- PROVIDED TEXT -
/---

Projects

Existing work in the group can be categorized along two dimensions: extending and enhancing database systems (advanced query processing, adaptive and self-managing DBMS, security in databases, distributed data management), and data management in new domains (embedded database systems, Internet-scale distribution, XML data management, spatial, temporal and multimedia systems). Our work in these areas are summarized below.

Advanced Query Processing

Faculty: Ihab F. Ilyas

A key feature of a DBMS is its ability to process high-level declarative queries, specifying what the desired query result should be. Emerging applications that require database support (e.g., multimedia systems, Web databases) incorporate notions of proximity, ranking, and user feedback that have serious impact on the query model, which cannot be adequately handled by current query processing approaches embodied in traditional DBMSs. Our work focuses on enriching query processors/optimizers to handle Information Retrieval (IR) style queries that are common in these applications. These queries do not have exact answers, requiring the ranking of the results according to their suitability as an answer. Some examples of these types of queries are the following. The goal of this line of research is to develop a formal and generalized ranked-retrieval framework that adapts to non-traditional processing environments
and is applicable to a variety of data models. We are primarily interested in developing algorithms and frameworks to leverage the current capabilities of database systems to handle ranked retrieval efficiently and adaptively.

\---

(Stored records)
/---

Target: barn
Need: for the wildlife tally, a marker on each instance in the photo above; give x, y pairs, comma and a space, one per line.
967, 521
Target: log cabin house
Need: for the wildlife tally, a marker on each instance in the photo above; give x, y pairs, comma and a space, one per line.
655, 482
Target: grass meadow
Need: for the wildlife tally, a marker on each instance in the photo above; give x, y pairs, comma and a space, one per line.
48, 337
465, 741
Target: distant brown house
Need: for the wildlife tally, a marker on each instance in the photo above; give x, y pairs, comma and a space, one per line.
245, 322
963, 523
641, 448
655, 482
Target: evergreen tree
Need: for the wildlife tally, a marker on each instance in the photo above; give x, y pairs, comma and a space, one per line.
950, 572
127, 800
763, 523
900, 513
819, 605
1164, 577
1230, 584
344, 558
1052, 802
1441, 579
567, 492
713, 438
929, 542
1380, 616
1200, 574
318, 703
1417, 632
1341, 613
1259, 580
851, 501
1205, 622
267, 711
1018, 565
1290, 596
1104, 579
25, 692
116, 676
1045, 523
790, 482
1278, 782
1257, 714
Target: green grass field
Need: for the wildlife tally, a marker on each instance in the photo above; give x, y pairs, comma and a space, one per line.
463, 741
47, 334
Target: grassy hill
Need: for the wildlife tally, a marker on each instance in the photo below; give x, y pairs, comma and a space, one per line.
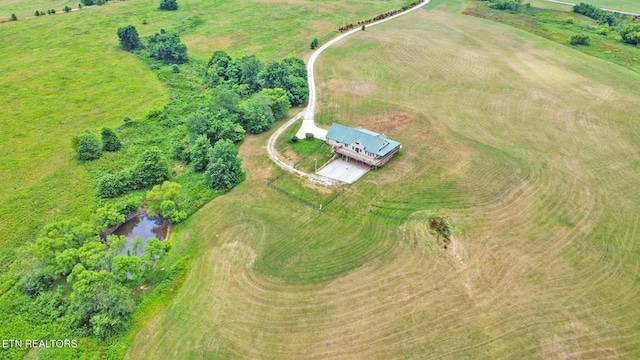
527, 144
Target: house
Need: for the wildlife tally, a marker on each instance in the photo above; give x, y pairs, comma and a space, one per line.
362, 145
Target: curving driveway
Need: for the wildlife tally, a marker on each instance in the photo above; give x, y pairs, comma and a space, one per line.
308, 125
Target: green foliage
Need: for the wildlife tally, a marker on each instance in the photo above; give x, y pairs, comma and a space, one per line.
129, 39
511, 5
98, 303
200, 153
224, 170
110, 140
167, 48
87, 146
631, 34
599, 15
279, 102
579, 39
256, 114
168, 5
161, 201
441, 225
151, 169
289, 75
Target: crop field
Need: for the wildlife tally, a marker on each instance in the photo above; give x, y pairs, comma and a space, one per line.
529, 146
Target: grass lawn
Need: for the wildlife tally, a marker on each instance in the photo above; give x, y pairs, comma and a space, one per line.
523, 142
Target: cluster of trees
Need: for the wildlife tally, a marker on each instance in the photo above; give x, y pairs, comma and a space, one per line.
94, 294
248, 75
162, 46
579, 39
151, 169
599, 15
631, 34
88, 147
511, 5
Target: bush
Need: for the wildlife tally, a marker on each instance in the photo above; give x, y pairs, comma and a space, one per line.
631, 34
110, 141
579, 39
87, 146
168, 5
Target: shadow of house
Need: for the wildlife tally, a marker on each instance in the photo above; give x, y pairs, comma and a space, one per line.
361, 145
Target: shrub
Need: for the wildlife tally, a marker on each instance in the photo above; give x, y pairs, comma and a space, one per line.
110, 141
579, 39
87, 146
168, 5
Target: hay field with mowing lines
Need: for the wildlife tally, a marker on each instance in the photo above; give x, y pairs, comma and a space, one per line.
529, 146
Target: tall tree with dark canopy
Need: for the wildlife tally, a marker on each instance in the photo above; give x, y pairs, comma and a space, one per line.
224, 170
167, 48
129, 39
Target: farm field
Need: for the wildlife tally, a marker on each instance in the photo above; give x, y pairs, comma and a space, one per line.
55, 86
627, 6
529, 146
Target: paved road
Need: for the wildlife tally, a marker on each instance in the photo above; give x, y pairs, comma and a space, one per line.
308, 125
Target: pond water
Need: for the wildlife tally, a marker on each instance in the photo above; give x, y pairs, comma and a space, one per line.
142, 227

\---

Rewrite the part of the projects text that opens with "Existing work in" and closes with "are summarized below.", swapping "spatial" for "geographic". Answer using only the projects text, without drawing on the data.

Existing work in the group can be categorized along two dimensions: extending and enhancing database systems (advanced query processing, adaptive and self-managing DBMS, security in databases, distributed data management), and data management in new domains (embedded database systems, Internet-scale distribution, XML data management, geographic, temporal and multimedia systems). Our work in these areas are summarized below.